*** GIVEN RECORDS ***

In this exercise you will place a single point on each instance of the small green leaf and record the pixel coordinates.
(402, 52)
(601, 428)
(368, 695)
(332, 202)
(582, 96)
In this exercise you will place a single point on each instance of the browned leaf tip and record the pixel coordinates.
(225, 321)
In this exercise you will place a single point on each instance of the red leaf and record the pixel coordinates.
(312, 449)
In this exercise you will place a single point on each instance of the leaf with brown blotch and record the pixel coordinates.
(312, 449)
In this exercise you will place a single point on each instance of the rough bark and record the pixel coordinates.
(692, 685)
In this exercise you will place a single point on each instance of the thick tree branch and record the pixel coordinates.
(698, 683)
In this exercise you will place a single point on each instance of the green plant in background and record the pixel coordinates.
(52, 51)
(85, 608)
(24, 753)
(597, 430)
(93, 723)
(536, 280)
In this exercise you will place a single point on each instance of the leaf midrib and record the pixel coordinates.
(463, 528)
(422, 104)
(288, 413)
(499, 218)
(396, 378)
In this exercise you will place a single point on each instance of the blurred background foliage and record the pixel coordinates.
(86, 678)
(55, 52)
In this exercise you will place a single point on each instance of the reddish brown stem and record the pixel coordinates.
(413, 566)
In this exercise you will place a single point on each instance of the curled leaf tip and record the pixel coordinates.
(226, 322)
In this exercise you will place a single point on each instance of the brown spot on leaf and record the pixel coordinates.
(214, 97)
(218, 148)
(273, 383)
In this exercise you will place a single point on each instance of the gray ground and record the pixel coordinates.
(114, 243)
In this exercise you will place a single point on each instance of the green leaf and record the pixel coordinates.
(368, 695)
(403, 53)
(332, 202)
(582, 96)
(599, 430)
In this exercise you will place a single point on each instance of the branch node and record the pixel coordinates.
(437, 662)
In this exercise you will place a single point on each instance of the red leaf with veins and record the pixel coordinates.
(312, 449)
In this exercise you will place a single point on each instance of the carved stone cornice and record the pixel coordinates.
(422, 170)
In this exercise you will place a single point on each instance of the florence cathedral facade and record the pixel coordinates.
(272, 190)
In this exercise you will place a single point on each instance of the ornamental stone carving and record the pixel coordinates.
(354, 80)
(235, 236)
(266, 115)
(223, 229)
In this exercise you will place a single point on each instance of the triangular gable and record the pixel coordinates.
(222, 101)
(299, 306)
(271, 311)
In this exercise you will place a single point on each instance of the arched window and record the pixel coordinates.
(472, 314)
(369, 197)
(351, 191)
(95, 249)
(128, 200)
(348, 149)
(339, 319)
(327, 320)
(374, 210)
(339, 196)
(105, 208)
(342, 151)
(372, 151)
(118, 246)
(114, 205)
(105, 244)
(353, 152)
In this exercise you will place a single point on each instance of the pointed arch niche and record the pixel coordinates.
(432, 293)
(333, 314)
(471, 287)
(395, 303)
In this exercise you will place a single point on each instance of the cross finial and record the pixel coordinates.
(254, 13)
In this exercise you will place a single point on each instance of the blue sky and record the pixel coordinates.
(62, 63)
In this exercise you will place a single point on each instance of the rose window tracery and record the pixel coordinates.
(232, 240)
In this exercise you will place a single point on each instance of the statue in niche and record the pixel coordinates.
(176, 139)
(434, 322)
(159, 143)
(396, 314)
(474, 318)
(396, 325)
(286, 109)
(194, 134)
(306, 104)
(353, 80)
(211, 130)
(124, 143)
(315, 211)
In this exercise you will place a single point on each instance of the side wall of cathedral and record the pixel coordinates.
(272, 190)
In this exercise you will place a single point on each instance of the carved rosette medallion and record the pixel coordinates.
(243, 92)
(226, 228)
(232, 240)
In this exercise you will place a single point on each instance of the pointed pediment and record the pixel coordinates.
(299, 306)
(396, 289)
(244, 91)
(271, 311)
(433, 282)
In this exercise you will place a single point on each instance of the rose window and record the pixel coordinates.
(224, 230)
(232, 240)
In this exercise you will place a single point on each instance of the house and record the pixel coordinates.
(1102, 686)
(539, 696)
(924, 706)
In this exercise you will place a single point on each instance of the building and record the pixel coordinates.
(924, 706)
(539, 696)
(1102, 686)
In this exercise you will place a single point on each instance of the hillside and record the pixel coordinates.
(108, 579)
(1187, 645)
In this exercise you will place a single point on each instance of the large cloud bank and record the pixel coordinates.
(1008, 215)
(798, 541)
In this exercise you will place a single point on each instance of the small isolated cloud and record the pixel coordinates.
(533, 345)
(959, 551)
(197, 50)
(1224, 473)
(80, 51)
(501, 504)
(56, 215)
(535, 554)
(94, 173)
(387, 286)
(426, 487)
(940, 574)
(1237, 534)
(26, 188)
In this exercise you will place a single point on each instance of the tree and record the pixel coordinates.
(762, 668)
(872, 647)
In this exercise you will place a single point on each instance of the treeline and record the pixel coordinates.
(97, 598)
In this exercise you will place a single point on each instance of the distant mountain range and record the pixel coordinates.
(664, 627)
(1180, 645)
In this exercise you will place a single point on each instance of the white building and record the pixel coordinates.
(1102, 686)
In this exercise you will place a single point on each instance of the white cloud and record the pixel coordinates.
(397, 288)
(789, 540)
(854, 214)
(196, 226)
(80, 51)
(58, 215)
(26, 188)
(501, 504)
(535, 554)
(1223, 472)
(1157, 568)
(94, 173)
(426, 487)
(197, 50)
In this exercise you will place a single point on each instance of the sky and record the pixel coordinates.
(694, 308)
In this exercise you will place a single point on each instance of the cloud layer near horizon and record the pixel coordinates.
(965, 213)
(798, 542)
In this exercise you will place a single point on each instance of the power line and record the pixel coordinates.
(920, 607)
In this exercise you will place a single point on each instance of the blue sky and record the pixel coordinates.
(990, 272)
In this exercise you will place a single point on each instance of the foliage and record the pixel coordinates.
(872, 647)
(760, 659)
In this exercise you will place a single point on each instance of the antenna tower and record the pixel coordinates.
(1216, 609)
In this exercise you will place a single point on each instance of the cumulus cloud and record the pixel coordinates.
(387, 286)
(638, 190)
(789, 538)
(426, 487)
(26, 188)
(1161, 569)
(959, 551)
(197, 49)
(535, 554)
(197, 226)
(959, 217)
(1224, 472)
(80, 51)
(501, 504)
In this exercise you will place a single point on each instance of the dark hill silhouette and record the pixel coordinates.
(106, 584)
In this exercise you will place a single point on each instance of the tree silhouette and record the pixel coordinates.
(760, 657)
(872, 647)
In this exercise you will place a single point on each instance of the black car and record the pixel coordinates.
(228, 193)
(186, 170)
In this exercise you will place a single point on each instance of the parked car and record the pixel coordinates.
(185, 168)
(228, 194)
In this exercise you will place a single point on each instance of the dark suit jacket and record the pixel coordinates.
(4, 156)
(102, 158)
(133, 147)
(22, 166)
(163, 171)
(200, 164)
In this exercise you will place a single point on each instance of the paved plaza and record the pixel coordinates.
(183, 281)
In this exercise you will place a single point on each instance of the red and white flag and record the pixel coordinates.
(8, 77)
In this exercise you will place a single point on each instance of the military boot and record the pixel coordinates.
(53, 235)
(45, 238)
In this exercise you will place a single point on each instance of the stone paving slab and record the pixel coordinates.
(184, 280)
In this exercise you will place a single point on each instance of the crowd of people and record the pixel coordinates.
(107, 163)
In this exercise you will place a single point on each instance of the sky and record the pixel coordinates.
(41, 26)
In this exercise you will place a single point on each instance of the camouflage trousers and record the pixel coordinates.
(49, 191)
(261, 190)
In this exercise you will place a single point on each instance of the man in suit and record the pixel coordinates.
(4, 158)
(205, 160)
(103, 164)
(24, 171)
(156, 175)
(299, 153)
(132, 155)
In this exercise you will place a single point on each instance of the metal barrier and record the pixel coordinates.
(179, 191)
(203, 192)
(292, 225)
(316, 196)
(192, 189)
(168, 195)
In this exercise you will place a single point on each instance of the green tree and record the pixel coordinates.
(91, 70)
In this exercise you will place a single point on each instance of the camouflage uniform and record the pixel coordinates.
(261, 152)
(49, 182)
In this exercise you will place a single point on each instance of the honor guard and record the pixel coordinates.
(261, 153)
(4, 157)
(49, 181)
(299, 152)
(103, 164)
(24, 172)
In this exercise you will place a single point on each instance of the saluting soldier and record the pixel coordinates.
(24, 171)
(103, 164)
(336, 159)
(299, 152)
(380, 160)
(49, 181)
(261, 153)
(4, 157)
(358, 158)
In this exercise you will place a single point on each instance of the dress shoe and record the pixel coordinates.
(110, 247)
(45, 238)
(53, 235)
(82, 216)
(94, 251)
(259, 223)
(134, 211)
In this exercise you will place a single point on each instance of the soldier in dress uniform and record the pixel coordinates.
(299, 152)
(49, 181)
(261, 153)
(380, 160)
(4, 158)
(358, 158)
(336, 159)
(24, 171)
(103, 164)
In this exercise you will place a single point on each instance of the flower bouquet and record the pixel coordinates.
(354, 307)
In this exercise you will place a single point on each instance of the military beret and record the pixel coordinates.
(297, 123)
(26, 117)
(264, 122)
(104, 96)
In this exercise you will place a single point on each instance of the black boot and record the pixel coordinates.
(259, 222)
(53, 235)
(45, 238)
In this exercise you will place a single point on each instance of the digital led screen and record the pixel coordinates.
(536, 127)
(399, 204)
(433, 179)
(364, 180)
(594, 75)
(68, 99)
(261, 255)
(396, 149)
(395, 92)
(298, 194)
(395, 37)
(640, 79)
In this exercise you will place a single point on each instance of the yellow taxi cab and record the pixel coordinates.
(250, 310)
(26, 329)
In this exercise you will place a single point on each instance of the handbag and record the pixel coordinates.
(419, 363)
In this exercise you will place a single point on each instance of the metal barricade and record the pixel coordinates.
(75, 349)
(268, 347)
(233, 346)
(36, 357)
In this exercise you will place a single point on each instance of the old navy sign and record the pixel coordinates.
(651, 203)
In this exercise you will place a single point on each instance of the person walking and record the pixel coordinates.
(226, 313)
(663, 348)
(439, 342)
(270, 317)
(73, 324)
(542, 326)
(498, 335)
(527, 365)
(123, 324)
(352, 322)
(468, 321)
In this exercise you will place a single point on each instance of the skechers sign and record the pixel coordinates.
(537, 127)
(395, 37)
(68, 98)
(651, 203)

***

* **WHAT YOU WILL DO**: Starting with the line that has "walking and record the pixel coordinates.", print each remaining line of the listing exactly.

* **REPLY TO THE EXERCISE**:
In this exercise you will place a single point on each instance of the person walking and record the pixel coordinates.
(226, 313)
(663, 348)
(439, 342)
(270, 317)
(73, 324)
(542, 326)
(498, 335)
(527, 365)
(123, 324)
(352, 322)
(468, 321)
In this exercise you will place a single point on each instance of the skechers sign and record the pixel coordinates.
(537, 127)
(395, 37)
(68, 98)
(651, 203)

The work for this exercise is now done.